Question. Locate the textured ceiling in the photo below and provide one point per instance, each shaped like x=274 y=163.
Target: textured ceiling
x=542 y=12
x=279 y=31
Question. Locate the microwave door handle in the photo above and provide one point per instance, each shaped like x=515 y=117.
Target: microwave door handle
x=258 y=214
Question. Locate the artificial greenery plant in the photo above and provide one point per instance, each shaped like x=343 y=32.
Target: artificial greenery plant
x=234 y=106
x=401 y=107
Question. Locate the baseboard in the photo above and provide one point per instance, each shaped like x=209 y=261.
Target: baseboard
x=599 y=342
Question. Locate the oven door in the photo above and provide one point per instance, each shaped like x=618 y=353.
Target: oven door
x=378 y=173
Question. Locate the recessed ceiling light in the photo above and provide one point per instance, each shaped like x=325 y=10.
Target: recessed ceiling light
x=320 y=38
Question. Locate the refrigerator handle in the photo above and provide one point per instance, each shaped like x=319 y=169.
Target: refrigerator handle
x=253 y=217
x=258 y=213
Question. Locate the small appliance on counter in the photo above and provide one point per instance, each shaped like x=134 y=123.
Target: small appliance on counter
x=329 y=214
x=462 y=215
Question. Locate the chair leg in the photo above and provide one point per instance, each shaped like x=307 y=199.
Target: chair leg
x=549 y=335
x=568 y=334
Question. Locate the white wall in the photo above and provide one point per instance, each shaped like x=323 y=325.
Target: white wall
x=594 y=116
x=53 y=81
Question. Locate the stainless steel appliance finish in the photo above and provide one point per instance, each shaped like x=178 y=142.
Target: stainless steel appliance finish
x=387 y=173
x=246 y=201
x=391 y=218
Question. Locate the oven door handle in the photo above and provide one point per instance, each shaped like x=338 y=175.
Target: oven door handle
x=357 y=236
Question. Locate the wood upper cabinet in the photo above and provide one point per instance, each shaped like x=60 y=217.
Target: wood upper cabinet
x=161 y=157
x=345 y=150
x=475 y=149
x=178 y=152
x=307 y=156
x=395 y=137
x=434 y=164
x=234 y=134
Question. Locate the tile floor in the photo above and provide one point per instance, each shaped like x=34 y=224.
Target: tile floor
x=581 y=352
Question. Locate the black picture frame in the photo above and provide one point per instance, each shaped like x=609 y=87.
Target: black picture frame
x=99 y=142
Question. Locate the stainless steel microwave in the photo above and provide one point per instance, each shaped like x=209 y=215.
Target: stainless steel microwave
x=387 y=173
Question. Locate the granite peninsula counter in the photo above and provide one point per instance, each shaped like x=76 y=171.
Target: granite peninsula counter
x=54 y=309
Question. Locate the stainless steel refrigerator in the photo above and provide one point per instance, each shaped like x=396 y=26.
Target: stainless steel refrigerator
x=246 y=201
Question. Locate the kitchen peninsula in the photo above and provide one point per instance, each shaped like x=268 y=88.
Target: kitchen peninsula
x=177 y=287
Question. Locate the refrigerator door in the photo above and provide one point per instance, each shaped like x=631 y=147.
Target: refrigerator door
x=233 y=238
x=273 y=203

▶ [EXERCISE OBJECTIVE]: Please change "microwave door handle" to "microwave handle" in the records, starting at the beginning of the records and ending at the line that contains "x=258 y=214", and give those lines again with nothing else altered.

▶ [REPLY TO THE EXERCISE]:
Question. Locate the textured ceiling in the photo below and provide one point per instance, each shaped like x=274 y=163.
Target: textured ceiling
x=542 y=12
x=279 y=31
Question. Locate the microwave handle in the photo above and provide one point per instance, each shaped like x=515 y=117.
Target: microwave handle
x=258 y=214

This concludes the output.